## Begin Input rows
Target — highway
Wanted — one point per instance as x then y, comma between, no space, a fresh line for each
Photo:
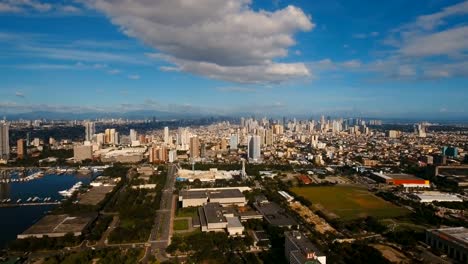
160,234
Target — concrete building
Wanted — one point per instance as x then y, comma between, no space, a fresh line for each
223,197
4,141
82,152
452,240
299,249
433,196
253,147
90,130
21,149
194,147
214,217
166,136
233,142
405,180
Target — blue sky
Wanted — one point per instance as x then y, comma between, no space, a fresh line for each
370,58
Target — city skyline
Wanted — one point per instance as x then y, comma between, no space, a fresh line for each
394,59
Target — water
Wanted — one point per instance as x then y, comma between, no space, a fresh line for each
15,220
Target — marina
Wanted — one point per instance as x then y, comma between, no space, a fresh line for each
23,203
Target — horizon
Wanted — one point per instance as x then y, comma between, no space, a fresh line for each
233,58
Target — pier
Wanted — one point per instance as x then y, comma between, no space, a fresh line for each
5,205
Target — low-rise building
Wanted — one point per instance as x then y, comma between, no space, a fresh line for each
214,217
452,240
222,196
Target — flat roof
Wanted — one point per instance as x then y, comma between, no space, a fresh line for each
396,176
233,222
229,193
458,235
214,213
187,194
303,243
274,214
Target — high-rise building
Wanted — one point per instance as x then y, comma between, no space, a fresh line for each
166,135
133,135
82,152
21,149
4,141
253,147
233,141
299,250
90,130
158,154
194,147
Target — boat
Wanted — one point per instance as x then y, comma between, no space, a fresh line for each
73,189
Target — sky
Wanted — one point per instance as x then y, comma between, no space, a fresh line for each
371,58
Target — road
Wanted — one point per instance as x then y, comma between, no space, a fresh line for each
161,232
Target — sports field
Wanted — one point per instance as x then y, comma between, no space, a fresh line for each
348,202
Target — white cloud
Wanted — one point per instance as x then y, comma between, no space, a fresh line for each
134,77
239,89
20,94
214,38
15,6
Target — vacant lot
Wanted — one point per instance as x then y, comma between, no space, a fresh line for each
348,202
180,224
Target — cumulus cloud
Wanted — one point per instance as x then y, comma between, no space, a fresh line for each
134,77
218,39
15,6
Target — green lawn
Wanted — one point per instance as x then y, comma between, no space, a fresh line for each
349,202
181,224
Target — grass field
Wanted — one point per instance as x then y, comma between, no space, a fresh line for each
180,224
187,212
348,202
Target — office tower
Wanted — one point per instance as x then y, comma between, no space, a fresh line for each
269,137
233,141
4,141
420,130
223,144
21,149
158,154
133,135
28,139
101,138
82,152
300,250
253,147
194,147
166,135
172,155
90,130
116,140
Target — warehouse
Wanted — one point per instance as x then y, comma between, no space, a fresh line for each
402,179
224,197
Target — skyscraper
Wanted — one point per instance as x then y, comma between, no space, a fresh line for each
194,147
166,135
90,130
233,141
21,149
4,141
133,135
254,147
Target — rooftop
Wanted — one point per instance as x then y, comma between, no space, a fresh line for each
457,235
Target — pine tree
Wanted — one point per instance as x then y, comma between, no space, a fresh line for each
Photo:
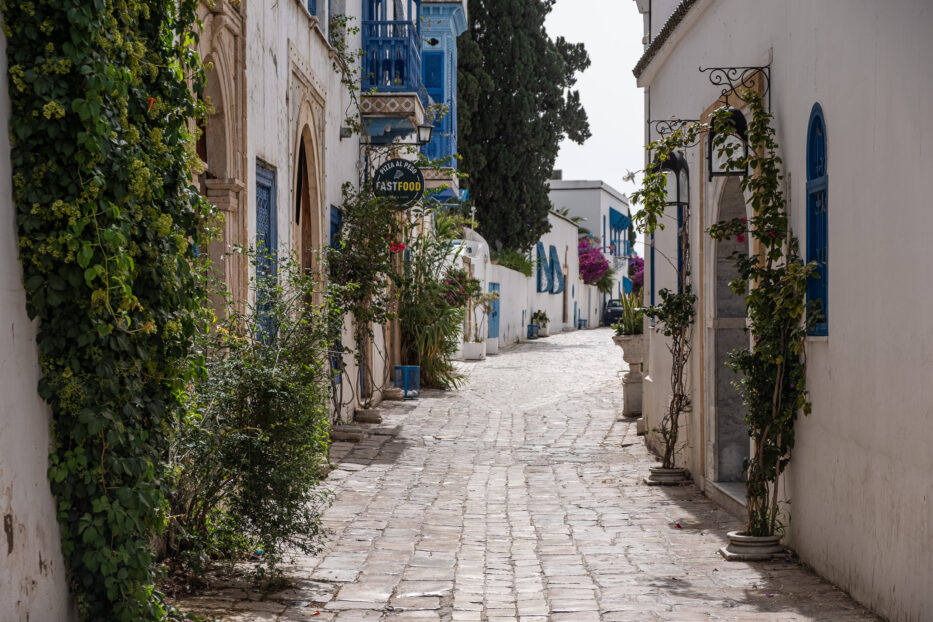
515,105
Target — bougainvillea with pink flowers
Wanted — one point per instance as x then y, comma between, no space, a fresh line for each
593,264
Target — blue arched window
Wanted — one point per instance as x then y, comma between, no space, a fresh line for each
817,217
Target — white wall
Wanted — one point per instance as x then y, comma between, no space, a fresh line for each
592,200
291,83
860,491
32,576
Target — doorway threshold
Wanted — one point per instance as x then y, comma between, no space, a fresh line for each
728,495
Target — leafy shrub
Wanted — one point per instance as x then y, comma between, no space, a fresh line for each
430,323
247,459
631,321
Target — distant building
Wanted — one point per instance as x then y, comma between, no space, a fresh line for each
601,212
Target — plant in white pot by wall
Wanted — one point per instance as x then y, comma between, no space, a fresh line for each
772,370
629,335
662,193
480,306
540,318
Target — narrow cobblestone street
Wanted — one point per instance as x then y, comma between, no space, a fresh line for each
519,497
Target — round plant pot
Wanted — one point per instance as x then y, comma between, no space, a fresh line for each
742,548
667,477
474,351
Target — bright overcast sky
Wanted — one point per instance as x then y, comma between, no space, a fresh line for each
611,31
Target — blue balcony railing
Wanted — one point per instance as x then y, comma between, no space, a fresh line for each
393,57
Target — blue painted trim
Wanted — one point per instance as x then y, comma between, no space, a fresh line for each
557,274
651,274
545,279
818,215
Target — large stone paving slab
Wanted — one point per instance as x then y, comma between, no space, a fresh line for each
519,498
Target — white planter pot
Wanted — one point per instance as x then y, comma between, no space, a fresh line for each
667,477
634,351
744,548
473,351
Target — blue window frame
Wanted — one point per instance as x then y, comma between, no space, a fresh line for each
651,275
818,217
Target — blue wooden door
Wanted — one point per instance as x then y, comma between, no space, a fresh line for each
266,246
494,313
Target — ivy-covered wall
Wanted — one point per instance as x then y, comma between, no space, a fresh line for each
28,530
108,230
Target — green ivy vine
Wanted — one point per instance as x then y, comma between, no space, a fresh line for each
773,281
676,313
108,226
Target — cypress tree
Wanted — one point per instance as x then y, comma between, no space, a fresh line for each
516,103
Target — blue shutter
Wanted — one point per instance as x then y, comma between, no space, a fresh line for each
557,282
266,248
818,217
545,279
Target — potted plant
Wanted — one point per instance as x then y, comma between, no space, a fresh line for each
675,314
772,369
540,318
479,305
629,335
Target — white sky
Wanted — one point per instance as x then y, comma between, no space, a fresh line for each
611,31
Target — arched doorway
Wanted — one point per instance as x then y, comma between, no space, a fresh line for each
307,206
731,439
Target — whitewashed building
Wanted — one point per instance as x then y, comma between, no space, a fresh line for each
554,287
602,213
849,85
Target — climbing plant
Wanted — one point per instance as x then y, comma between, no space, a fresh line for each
108,227
773,280
676,313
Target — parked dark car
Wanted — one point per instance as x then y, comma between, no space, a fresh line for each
612,312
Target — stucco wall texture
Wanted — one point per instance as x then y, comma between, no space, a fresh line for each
859,492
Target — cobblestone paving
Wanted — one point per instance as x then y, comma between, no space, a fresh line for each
519,498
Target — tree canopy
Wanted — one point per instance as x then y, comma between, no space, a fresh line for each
516,103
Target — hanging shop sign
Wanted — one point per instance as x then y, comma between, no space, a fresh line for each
400,180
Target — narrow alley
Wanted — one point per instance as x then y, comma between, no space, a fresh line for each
519,497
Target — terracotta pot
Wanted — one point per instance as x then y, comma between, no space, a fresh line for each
744,548
667,477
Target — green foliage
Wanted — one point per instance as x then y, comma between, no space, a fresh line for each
515,106
108,224
675,315
773,372
514,260
605,282
364,259
631,322
253,442
431,324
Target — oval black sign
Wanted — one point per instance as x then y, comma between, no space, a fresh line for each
400,180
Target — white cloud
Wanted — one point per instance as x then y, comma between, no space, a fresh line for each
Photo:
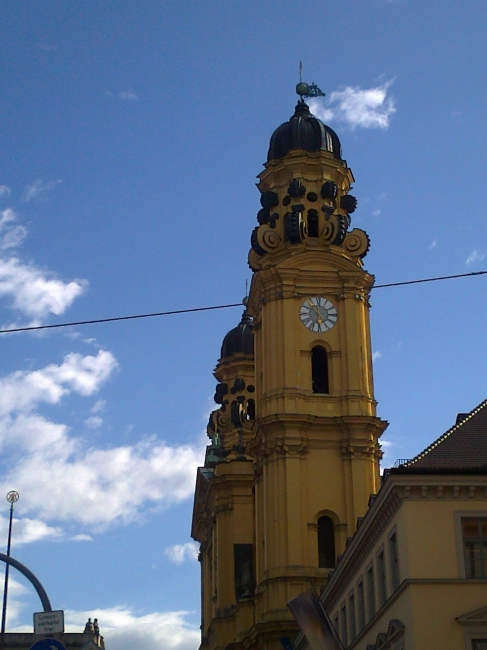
98,406
128,94
123,629
65,480
94,422
38,190
81,538
36,292
179,553
475,256
10,235
22,391
26,531
367,108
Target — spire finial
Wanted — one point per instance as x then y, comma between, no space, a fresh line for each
307,90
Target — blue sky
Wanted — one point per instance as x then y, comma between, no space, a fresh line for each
131,137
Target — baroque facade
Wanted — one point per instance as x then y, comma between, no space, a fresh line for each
290,487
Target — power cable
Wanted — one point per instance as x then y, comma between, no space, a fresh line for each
235,304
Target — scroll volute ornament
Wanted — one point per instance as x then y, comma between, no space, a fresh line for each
268,239
335,229
357,243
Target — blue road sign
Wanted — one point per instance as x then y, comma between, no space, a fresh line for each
48,644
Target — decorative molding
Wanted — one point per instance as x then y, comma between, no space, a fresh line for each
476,617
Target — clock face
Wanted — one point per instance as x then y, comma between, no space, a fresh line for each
318,314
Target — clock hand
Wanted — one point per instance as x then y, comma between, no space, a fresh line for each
320,319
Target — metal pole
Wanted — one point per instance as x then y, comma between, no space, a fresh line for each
12,497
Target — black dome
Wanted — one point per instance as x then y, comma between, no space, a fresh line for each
240,340
303,131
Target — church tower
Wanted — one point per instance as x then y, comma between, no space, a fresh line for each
300,415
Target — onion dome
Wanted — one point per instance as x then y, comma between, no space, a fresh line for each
240,340
303,131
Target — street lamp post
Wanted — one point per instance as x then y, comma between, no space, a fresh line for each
12,497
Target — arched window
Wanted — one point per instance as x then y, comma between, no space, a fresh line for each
319,370
326,543
313,223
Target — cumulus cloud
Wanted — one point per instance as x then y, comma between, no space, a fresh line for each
369,108
179,553
475,256
27,530
94,422
36,292
128,94
98,406
81,538
33,291
22,391
12,234
64,479
125,629
38,190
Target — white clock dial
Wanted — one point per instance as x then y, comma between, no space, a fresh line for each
318,314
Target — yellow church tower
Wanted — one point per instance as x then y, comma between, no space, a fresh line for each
294,455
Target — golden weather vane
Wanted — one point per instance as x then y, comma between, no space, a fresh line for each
307,90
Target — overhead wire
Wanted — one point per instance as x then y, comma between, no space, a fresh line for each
214,307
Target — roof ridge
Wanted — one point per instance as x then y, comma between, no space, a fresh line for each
447,434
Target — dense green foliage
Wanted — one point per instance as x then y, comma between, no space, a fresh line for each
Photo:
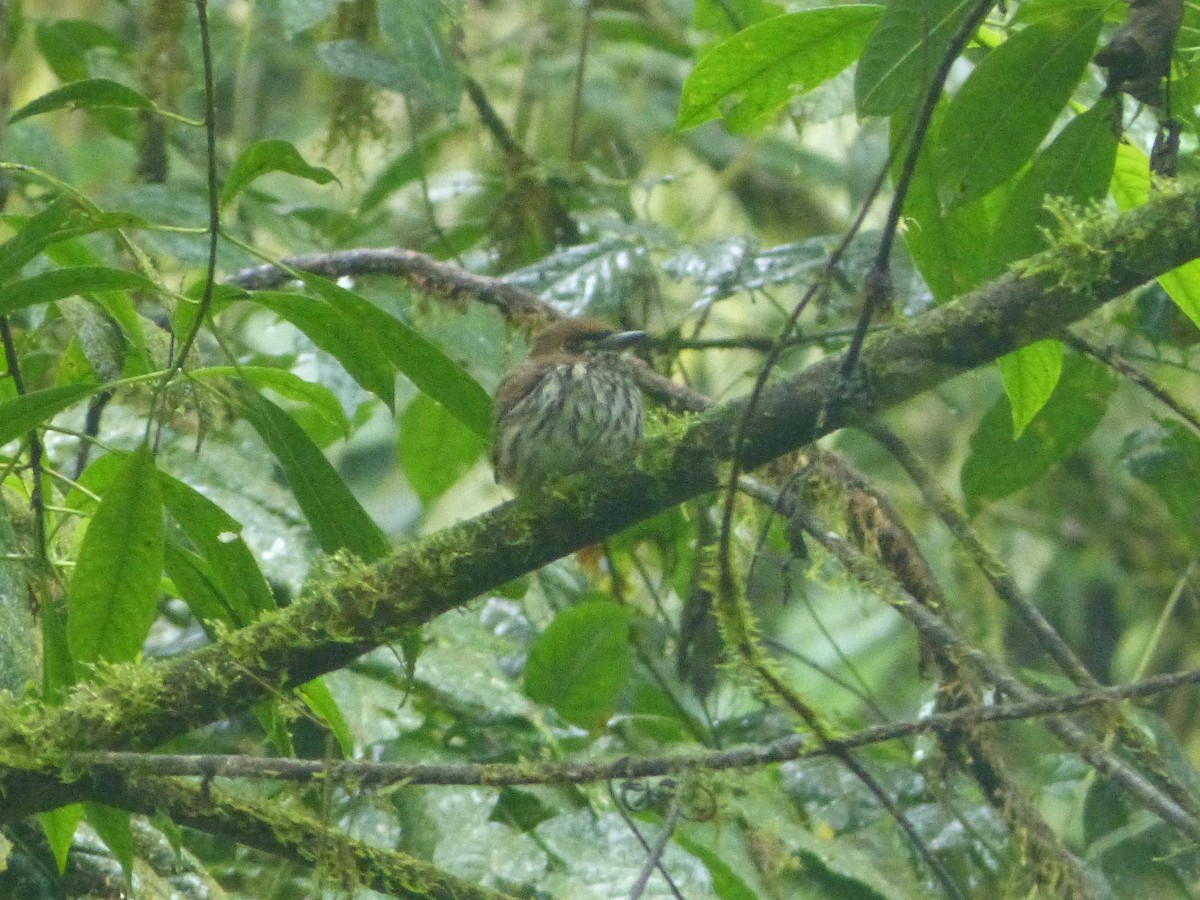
195,443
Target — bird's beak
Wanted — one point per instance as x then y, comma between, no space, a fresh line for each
621,341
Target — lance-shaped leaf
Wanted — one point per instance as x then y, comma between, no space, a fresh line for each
114,589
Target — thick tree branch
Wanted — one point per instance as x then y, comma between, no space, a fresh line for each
138,707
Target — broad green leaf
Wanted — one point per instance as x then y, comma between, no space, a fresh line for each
999,465
97,337
196,585
1131,187
336,517
581,663
58,283
31,411
417,34
729,16
754,72
301,15
1168,459
317,397
1030,376
18,630
418,359
403,169
435,448
903,53
58,221
1012,99
113,827
75,253
60,826
88,94
340,335
945,244
216,537
267,156
112,600
65,45
352,59
322,702
1077,165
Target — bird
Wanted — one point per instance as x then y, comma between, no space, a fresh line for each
574,403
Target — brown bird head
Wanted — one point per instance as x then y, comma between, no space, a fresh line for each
581,337
571,405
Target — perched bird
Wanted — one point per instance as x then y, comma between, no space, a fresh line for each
573,403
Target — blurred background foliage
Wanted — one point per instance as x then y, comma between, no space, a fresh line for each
538,142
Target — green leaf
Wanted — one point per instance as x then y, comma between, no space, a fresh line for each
1078,165
1012,99
759,70
724,17
301,15
60,827
417,34
30,411
581,663
216,537
77,280
113,827
335,516
197,586
904,52
403,169
352,59
417,358
1168,459
1030,376
943,244
1131,187
65,45
999,465
322,702
112,600
264,156
88,94
340,335
317,397
58,221
19,658
435,448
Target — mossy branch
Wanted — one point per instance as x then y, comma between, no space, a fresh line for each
133,707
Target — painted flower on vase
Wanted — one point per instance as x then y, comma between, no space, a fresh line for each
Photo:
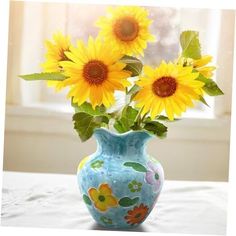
102,197
135,186
106,220
137,215
152,176
97,164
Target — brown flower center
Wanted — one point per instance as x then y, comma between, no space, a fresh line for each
101,198
126,28
138,215
95,72
164,87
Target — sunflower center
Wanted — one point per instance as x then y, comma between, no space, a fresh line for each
101,198
137,215
126,29
165,86
95,72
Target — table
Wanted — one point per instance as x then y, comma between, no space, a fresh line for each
54,201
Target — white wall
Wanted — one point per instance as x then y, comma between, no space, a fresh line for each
44,141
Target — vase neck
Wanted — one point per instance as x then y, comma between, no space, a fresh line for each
128,144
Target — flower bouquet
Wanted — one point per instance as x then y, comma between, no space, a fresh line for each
120,183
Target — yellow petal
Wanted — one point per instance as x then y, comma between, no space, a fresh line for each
101,206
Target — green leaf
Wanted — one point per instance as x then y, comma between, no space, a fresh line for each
136,166
126,201
127,119
165,118
156,128
85,124
87,200
210,87
44,76
203,100
133,65
189,41
87,108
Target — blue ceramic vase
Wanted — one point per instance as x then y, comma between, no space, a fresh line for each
120,182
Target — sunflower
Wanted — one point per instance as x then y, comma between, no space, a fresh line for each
102,197
126,28
169,87
94,72
137,215
55,53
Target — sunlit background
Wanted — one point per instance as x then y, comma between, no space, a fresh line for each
39,135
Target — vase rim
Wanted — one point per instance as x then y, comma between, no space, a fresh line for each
123,134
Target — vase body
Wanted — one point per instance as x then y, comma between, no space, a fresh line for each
120,183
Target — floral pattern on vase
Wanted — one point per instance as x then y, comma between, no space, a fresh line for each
120,183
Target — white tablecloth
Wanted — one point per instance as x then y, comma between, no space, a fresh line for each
54,201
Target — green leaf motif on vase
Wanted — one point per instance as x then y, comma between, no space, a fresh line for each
126,201
136,166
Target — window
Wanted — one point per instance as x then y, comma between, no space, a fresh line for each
33,22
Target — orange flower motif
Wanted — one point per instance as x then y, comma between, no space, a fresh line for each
103,198
137,215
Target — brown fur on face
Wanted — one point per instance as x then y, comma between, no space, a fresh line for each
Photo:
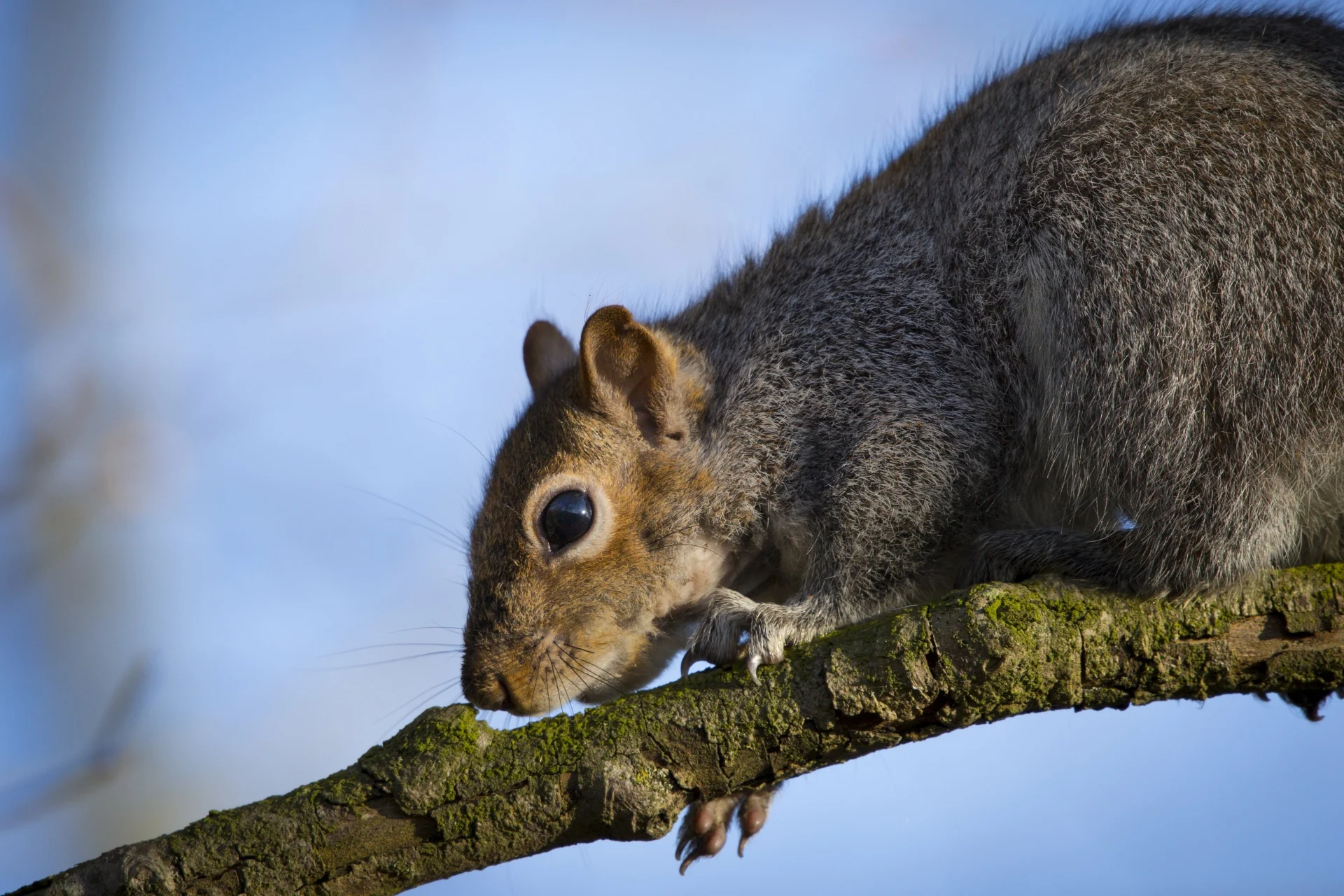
605,614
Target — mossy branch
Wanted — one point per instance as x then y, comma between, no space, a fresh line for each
451,794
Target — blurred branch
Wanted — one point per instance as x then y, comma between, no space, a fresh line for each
451,794
42,793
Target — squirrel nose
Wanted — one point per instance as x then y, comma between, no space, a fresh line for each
507,701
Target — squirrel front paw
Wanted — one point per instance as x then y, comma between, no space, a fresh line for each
706,825
737,626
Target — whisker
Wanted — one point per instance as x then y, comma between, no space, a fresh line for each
454,629
440,527
396,644
444,687
384,663
585,669
454,542
457,434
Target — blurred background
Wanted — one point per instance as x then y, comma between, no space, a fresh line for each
265,270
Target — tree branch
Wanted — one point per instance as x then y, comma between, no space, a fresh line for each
451,794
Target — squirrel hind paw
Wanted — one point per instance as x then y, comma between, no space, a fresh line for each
705,830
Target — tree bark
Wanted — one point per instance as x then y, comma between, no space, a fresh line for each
451,794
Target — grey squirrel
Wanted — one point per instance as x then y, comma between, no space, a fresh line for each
1105,288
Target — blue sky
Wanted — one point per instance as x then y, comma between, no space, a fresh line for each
309,242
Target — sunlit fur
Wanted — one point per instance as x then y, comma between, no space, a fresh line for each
1109,282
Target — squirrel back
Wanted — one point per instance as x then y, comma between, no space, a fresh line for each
1091,323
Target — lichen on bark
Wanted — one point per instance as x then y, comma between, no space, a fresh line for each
449,793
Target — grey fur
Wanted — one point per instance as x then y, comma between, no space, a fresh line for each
## End Input rows
Which lines run from the one containing "Target — squirrel front paw" to the end of the entries above? Quote exactly those, and only those.

Target — squirrel front paw
Wanted — one point per instance as x then y, comma between, no space, a fresh line for each
706,825
737,626
Target — whisker
Wanted — one point per instance as x then y, comma between, no space, a fresh line for each
454,629
440,527
396,644
444,687
384,663
585,669
454,542
457,434
Target — blurred background
Wanted — one point per instance as x then y, comma between, no space, a fresh line for each
265,270
Target — tree branch
Wanted — one point per instance as x then y, comma between, no space, a fresh line for each
451,794
Target — squirrel hind paw
Wanted — one point per instance as x then y, comma between, no space, a fresh line for each
705,830
Target — tree bark
Wanted — one point per instance as x then y, comma between, no space, a fresh line for each
451,794
Target — grey squirrel
Wanted — one point per instance as x then y, comma between, no space, a fresh line for each
1105,288
Target — blue sky
Wanted — one point per instance as x then y, comma between, no space, a fresh line for each
309,242
Target — sunlit fur
Wanted — one point per instance as x then y, comma between, no space, a fresh line for each
1109,282
Target — squirrel back
Wanted — one point per instance as x then y, comma between, no space, a fresh line for each
1091,323
Target — lichen on bark
Wanted — one point per instance as x then y, comma between, no space, a fresh line for each
449,793
Target — grey fur
Wanted — one point per instance as x then y, comma between, no space, a fresh line for each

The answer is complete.